(Text excerpt begins)
A new study shows that people are typically willing to sacrifice twice as much money to spare a stranger from pain, compared to the amount they would pay to spare themselves, even when their decision is anonymous.
The study, conducted by researchers from University College London (UCL) and Oxford University, is the first to investigate how much pain people are willing to inflict on themselves or strangers (anonymously) in exchange for money.
The results reveal a surprisingly optimistic look into human nature, in stark contrast with earlier studies suggesting that people fundamentally care about their own interests over those of other people.
The research provides insight into clinical disorders characterized by a lack of empathy, such as psychopathy. The findings showed that people with more psychopathic traits were more likely to harm both others and themselves, suggesting antisocial behavior could stem from a general insensitivity to pain.
For the study, researchers assigned 160 participants into anonymous partnerships, with one being the “decider” and the other being the “receiver.”
All participants were given mildly painful electric shocks matched to their pain threshold so that the intensity was not intolerable. Deciders were explicitly told that shocks to receivers would be at the receiver’s own pain threshold.
For each trial, deciders had to choose between different amounts of money for different numbers of shocks, up to a maximum 20 shocks and £20 (about $31) per trial. For example, they might be offered a choice of seven shocks for £10 or 10 shocks for £15. Half of the decisions related to shocks for themselves and half to shocks for the receiver, but in all cases the deciders would get the money.
One of the final trials involved having the decider or receiver receive the shocks with the decider receiving the profits. As such, the deciders’ decisions had real consequences. Deciders knew that their choices would be kept secret so that fear of judgment or retaliation would not sway the results.
The findings revealed that participants would sacrifice an average of 20p per shock to prevent shocks to themselves and 40p per shock to prevent shocks to others. For example, they would pay on average £8 to prevent 20 shocks to others but only £4 to spare themselves 20 shocks.
At the end of the study, participants could donate a portion of their winnings to charity. Although the people in this study were highly altruistic in terms of sparing others from pain, they only donated an average 20 percent of their winnings to charity, consistent with previous research.
“These results contradict not just classical assumptions of human self-interest, but also more modern views of altruism,” said lead author Molly Crockett, Ph.D., who conducted the study at UCL and is now at Oxford University.
(Text excerpt ends)
Exercise directions
Rewrite the passage of the pain study text between "At the end of" and "at Oxford University.", inclusive, changing every "winnings" to "earnings".
(Data for review begins)
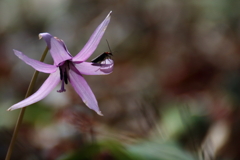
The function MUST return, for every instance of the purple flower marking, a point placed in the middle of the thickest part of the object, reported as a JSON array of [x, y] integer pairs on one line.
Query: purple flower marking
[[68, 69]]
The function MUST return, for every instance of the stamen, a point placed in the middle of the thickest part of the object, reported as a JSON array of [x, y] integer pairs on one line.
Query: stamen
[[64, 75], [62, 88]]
(Data for review ends)
(Data for review begins)
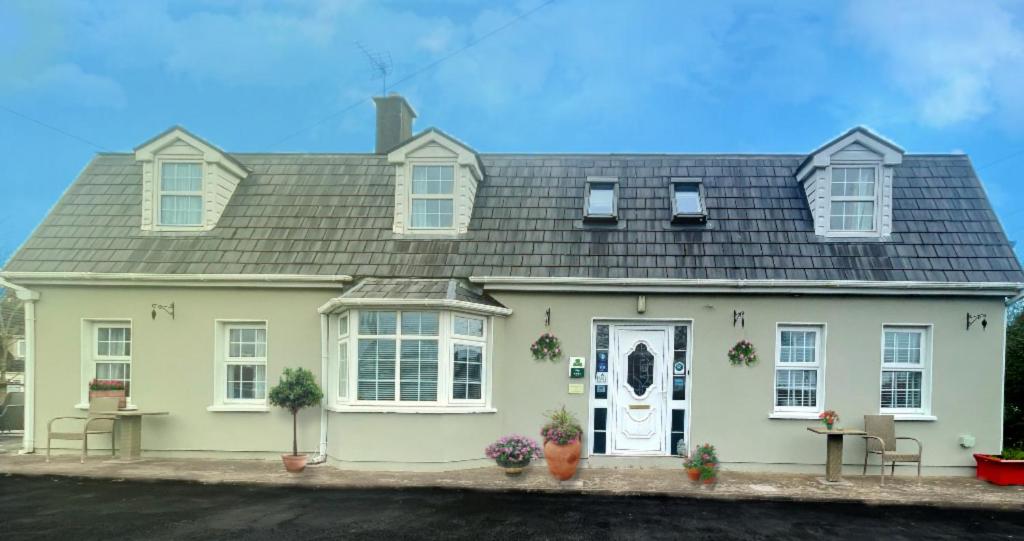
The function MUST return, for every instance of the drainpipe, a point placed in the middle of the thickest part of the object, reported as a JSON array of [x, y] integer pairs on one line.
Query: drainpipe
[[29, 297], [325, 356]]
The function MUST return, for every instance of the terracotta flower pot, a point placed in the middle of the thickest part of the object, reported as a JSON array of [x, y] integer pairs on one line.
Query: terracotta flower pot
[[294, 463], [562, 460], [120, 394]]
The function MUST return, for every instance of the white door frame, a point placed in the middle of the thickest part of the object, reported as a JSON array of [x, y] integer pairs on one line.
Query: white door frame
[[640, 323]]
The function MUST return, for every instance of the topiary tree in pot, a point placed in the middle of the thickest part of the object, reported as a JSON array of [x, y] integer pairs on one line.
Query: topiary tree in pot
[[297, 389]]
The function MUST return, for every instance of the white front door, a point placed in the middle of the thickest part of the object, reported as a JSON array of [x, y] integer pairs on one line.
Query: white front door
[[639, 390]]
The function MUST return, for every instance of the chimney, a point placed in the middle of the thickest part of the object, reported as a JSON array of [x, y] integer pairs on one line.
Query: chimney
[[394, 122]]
(Data for review ends)
(Data for review begins)
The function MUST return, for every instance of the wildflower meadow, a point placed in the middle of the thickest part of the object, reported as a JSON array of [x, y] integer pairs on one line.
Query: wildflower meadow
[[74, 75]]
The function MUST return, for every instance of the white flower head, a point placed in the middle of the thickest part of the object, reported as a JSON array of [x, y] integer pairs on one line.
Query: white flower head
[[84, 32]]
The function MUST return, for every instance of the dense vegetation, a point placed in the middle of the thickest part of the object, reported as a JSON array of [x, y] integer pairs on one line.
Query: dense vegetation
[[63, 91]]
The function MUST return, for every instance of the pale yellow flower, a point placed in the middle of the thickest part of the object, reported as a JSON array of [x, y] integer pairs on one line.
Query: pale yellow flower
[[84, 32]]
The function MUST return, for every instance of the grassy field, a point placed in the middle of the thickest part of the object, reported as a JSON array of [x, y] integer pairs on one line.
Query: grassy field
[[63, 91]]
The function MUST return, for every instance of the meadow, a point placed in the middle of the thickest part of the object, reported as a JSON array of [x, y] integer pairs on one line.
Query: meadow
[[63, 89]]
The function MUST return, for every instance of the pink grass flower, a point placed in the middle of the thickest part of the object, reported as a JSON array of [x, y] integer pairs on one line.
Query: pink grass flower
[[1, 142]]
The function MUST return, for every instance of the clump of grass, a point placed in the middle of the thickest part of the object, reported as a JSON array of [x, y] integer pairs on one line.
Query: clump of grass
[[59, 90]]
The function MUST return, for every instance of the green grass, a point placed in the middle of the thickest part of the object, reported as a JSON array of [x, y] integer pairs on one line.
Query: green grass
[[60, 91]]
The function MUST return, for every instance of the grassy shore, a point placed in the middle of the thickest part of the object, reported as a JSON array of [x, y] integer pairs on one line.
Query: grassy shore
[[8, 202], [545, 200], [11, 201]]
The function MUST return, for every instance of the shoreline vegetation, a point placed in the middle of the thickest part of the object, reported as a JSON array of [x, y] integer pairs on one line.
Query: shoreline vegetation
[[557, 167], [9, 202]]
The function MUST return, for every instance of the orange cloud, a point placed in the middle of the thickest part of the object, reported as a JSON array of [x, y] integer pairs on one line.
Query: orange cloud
(Data for review ends)
Problem solution
At the end of the study, participants could donate a portion of their earnings to charity. Although the people in this study were highly altruistic in terms of sparing others from pain, they only donated an average 20 percent of their earnings to charity, consistent with previous research.
“These results contradict not just classical assumptions of human self-interest, but also more modern views of altruism,” said lead author Molly Crockett, Ph.D., who conducted the study at UCL and is now at Oxford University.